• _Work item_: Filter the records down to the lines that hold the word "instance", and copy each of those lines.

── Source material

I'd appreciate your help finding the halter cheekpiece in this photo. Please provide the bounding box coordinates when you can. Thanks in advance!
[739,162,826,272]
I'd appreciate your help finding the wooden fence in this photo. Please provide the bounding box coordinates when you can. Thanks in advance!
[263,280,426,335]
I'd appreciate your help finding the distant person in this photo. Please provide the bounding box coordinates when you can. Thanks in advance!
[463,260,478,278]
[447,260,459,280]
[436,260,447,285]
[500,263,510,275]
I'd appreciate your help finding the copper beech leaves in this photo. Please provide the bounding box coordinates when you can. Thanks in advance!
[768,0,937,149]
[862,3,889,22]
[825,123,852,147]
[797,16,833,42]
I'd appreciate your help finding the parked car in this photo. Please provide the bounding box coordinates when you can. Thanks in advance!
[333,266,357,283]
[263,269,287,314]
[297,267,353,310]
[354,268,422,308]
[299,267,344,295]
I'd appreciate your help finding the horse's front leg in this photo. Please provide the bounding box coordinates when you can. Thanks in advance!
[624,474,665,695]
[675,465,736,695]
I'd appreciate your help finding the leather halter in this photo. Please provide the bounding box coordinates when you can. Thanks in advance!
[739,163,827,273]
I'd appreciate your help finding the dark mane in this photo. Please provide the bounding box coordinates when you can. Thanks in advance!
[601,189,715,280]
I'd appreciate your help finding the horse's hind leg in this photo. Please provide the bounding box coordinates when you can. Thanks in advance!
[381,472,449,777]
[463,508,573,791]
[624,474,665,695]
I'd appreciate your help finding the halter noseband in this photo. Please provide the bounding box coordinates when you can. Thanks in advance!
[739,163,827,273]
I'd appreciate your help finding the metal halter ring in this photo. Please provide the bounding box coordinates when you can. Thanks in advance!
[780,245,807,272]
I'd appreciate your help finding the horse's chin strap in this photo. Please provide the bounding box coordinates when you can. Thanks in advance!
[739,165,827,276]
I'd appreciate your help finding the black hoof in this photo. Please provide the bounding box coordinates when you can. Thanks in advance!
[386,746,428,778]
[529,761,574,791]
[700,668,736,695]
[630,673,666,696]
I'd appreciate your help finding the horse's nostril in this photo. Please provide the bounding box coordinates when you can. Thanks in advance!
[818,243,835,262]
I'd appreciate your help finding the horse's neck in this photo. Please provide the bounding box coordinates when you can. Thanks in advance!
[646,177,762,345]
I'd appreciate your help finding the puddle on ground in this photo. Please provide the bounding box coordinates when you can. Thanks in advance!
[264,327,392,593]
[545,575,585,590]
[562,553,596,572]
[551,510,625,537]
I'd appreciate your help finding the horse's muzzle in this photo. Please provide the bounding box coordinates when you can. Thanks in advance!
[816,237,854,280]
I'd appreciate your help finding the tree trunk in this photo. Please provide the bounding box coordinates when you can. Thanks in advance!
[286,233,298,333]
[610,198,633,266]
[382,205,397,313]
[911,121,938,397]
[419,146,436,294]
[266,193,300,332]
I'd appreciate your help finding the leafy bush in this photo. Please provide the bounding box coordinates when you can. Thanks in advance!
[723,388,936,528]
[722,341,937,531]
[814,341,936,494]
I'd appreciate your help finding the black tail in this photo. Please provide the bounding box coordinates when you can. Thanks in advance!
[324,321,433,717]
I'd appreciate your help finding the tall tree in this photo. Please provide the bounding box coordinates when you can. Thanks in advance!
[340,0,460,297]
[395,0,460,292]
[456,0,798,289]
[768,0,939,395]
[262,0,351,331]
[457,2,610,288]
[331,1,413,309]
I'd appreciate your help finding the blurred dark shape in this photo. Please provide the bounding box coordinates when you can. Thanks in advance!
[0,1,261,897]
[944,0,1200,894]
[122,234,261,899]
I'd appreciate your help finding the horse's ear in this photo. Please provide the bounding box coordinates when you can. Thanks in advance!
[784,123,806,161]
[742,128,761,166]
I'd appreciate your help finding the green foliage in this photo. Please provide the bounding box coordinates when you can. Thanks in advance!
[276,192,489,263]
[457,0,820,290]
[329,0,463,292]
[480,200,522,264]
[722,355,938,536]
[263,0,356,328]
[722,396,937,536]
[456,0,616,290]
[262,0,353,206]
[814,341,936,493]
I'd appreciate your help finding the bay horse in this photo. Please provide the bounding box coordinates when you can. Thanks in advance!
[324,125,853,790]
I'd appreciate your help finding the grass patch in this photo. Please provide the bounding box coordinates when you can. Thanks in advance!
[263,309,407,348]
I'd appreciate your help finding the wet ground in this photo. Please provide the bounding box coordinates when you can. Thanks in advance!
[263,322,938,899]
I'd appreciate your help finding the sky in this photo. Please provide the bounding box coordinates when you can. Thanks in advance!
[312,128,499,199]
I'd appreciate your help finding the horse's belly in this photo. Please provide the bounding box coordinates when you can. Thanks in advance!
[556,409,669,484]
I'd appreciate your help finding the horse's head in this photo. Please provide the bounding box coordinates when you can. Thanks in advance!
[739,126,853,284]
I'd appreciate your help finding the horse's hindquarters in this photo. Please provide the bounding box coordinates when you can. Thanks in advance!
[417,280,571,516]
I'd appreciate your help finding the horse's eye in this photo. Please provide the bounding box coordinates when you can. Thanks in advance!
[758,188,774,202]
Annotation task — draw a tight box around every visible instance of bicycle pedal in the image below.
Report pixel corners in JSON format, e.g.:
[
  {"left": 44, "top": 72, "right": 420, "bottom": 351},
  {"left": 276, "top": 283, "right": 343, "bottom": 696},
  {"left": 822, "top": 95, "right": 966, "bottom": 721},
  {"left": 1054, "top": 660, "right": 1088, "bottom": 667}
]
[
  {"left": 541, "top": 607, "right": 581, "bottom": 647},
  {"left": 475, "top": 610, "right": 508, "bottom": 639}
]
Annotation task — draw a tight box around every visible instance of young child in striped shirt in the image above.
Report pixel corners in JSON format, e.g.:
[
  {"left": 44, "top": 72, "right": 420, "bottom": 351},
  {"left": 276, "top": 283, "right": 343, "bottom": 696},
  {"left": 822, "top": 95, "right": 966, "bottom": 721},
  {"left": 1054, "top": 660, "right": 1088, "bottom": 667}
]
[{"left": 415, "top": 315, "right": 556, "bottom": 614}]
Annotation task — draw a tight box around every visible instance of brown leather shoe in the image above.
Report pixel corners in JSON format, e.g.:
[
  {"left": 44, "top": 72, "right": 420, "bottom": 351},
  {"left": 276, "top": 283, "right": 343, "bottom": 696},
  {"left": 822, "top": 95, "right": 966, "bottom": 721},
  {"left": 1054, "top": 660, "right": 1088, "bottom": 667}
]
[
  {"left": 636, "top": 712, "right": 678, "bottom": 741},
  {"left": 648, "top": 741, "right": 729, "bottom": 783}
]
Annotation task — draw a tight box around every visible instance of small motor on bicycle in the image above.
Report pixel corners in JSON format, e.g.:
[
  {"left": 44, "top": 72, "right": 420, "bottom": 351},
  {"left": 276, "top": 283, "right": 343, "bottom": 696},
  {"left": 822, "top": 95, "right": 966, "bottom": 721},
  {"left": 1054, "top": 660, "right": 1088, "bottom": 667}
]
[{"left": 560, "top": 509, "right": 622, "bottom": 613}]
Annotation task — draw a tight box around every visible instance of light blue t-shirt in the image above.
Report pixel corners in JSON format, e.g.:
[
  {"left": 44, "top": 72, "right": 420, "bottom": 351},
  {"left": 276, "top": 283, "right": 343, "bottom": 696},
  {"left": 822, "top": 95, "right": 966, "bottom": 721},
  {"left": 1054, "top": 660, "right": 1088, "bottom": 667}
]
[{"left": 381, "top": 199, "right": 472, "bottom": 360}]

────

• _Task result_:
Annotation task — draw a tight box around every visible instance of bicycle pedal in the image below.
Annotation task — draw a tight box around every visible instance of young child in striped shirt in the image above.
Annotation task — draw a tight box around every visible instance of brown leather shoe in the image above.
Annotation task — draw a tight box around every visible instance of small motor on bicycle in the image above.
Annotation task — draw a tight box around every visible instance of light blue t-shirt in the image above.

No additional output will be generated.